_Supplied records_
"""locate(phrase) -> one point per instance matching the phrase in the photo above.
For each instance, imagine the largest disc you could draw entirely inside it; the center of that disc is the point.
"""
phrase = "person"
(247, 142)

_Aim_
Copy out every line above, requests included, but multiply each coordinate in the answers by 2.6 and round it to a whole number, with halves going up.

_Answer below_
"""locate(phrase) -> one point per instance matching the phrase in the photo above.
For each instance, imagine the largest disc you could draw entirely inside it; the center of that disc is the point.
"""
phrase = "person"
(642, 369)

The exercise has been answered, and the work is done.